Recorded data:
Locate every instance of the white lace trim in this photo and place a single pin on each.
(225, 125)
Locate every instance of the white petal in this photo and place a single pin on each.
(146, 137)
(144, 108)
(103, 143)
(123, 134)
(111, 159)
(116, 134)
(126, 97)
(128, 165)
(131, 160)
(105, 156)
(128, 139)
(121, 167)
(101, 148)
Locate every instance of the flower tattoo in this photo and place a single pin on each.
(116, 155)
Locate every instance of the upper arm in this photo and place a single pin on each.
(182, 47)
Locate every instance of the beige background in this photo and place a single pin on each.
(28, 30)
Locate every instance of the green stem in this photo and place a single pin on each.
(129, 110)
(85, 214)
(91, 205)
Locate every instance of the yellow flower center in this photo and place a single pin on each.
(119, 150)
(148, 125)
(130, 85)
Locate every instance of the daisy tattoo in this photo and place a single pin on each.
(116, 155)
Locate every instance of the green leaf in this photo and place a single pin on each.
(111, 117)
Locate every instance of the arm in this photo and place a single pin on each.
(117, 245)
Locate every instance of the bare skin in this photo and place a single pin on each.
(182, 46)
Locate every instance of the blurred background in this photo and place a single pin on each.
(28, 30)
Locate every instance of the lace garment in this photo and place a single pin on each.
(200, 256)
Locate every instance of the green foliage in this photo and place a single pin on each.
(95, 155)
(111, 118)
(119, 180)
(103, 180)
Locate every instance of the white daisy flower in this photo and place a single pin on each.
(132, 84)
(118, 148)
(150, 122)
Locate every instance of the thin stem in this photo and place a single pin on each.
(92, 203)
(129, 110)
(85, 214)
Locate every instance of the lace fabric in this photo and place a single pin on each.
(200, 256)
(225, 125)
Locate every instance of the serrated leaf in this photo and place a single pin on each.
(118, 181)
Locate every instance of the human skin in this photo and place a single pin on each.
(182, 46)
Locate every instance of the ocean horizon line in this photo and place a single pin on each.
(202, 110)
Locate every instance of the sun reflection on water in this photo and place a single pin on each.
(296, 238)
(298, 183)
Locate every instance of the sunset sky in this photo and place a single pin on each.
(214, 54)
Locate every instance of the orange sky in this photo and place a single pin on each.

* What you will do *
Reproduce all of the entries word for word. Omit nothing.

* Answer to this exercise *
Locate every instance of the white lace trim in this photo and place a single pin on each.
(225, 125)
Locate every instance of the white petal in this photo and place a single pin on each.
(146, 137)
(144, 108)
(103, 143)
(123, 134)
(111, 159)
(116, 134)
(126, 97)
(128, 165)
(131, 160)
(105, 156)
(128, 139)
(121, 167)
(101, 148)
Locate every instance of the flower tattoo in this photo and place a single pin on each.
(116, 155)
Locate every instance of the upper arm in this photo and place a single pin on each.
(182, 47)
Locate every instance of the beige background in this photo and place a single pin on each.
(28, 30)
Locate every instance of the green stem in this photo and place a single pin on each.
(129, 110)
(85, 214)
(91, 205)
Locate every instance of the yellow flower center in this photo and place a single pin on each.
(119, 150)
(148, 125)
(130, 85)
Locate every instance of the daisy tattoo in this photo and place a single pin on each.
(116, 155)
Locate every instance of the green leaf in this photo and place a single pin on each.
(111, 117)
Locate every instance of the arm in this photo and place a single pin on each.
(117, 245)
Locate every instance of the bare skin in this photo and place a single pin on each.
(182, 46)
Locate every instance of the blurred background in this photo and place a single pin on each.
(28, 30)
Locate every instance of the lace garment in this photo and place a single pin on each.
(200, 256)
Locate every instance of the green foliage in this photo and place a single pin on each.
(95, 155)
(111, 118)
(119, 180)
(103, 180)
Locate every instance of the white daisy flower in this photo and place a single pin on each.
(132, 84)
(118, 148)
(150, 122)
Locate every instance of the thin stem in this photo and place a single pin on each.
(92, 203)
(129, 110)
(85, 214)
Locate every instance of the lace fabric in this photo and place a single pin on each.
(200, 256)
(225, 125)
Locate every instance of the serrated leaf in this photo and place a single pin on each.
(118, 181)
Locate every instance of the human skin in this photo and place a single pin on each.
(182, 46)
Locate every instance of the ocean horizon line in this photo and place a single pin on each.
(202, 110)
Locate every instance of the sun reflection on water in this photo and place a single pin on each.
(296, 238)
(298, 183)
Locate every instance of the sunset sky in this photo and place a single pin on each.
(214, 54)
Locate every instance of the orange sky in this photo and place a single pin on each.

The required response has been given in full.